- Extract provided

Sunday 9 March 2008

Don’t Lose Control in the Golden Triangle

By Yeni
The Irrawaddy News


A surprise attack on a Chinese maritime police boat on the Mekong River late last month has put the transnational narcotics trade in the Golden Triangle back in the spotlight. It has also highlighted the failure of international efforts to control lawlessness in the region, where renegade militias and other armed groups based in a remote corner of Burma are demonstrating that they remain a law unto themselves.

Thai media reported that the Chinese boat was patrolling the river where it flows between Burma and Laos, under a regional cooperation scheme aimed at fighting drug trafficking. Later, a second boat carrying half a dozen people opened fire as it approached the Chinese vessel. The gang boarded the Chinese craft, shooting and stabbing some of the six police on board before jumping back onto their own vessel to escape.

The clash lasted about five minutes. Three Chinese police were seriously injured in the attack, and have been hospitalized in the northern Thai city of Chiang Rai. According to Pakorn Pothichai, commander of the Thai Navy mission for the Mekong, the gang was believed to be working to protect a shipment of drugs. Sources in the area where the incident occurred suggested that a drug gang based in Burma and led by Naw Kham, who once served under the late drug lord Khun Sa as a member of the disbanded Mong Tai Army, was behind the attack.

Naw Kham’s gang is just one of five armed groups active in the area. The Burmese Army, the Shan State Army-South, the United Wa State Army and a 2-3,000-strong militia known as the National Democratic Alliance Army (NDAA), run by Lin Mingxian (more widely known as Sai Leun), also operate in a volatile region of Burma bordering Thailand, Laos and China.

The notorious Golden Triangle is no longer just a land of brightly colored poppy fields, opium-smoking hill tribes and heroin labs hidden in the jungle. A global US State Department report released last week said that poppy cultivation had indeed decreased in the area in 2006-7, but surveys by the United States and the United Nations found indications that drug gangs had replaced opium cultivation with the manufacture and trafficking of synthetic drugs, such as amphetamine-type stimulants, crystal methamphetamine and Ketamine.

Observers have also noted that Burma’s sector of the Golden Triangle is producing not only narcotics, but is also heavily involved in the trade of other contraband—everything from endangered wildlife to cheap counterfeit pharmaceuticals and pirated CDs. It also plays host to a number of casinos catering to gamblers from neighboring countries.

- Given data
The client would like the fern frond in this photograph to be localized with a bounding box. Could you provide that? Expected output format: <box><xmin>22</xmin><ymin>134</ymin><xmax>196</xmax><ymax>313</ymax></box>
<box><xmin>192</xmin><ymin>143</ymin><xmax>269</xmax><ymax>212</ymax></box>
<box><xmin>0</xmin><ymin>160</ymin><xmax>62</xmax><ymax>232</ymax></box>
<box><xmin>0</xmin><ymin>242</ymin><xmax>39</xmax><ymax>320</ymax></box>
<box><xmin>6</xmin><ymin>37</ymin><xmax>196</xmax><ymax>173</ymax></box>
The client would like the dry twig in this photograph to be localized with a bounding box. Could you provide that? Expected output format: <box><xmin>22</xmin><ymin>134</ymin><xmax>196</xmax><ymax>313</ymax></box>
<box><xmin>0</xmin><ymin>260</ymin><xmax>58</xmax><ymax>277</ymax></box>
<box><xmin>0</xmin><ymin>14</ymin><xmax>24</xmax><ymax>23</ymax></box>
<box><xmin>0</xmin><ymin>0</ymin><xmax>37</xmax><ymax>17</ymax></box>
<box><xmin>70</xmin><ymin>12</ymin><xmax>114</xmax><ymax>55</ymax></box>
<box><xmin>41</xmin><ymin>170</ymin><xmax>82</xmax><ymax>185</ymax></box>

- Problems to work on
1. Name the five armed groups that the Golden Triangle article says are active in the area.
2. According to the Golden Triangle article, in which city were the three seriously injured Chinese police hospitalized?

- Solutions for each task
1.
Naw Kham's gang
The Burmese Army
The Shan State Army-South
The United Wa State Army
The National Democratic Alliance Army (NDAA)

2. Chiang Rai, in northern Thailand.